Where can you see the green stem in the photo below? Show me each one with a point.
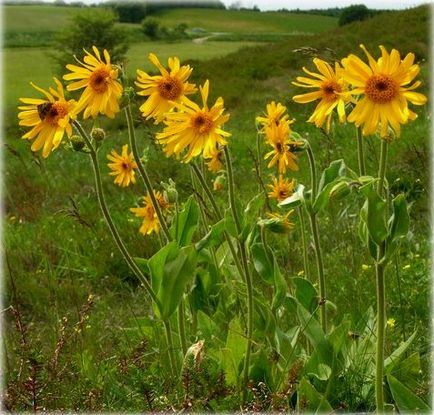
(360, 152)
(248, 277)
(144, 174)
(304, 242)
(312, 167)
(320, 268)
(380, 267)
(382, 168)
(316, 240)
(109, 221)
(170, 348)
(219, 216)
(381, 324)
(181, 327)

########

*Exercise goal*
Copy every line of the records above verbatim, leaving out the picture.

*Exercise solution*
Where can you see the green stem in the photo below? Show me each one with a point.
(360, 152)
(248, 277)
(144, 174)
(304, 242)
(312, 167)
(320, 268)
(380, 267)
(382, 168)
(316, 240)
(109, 221)
(170, 348)
(219, 216)
(381, 324)
(181, 327)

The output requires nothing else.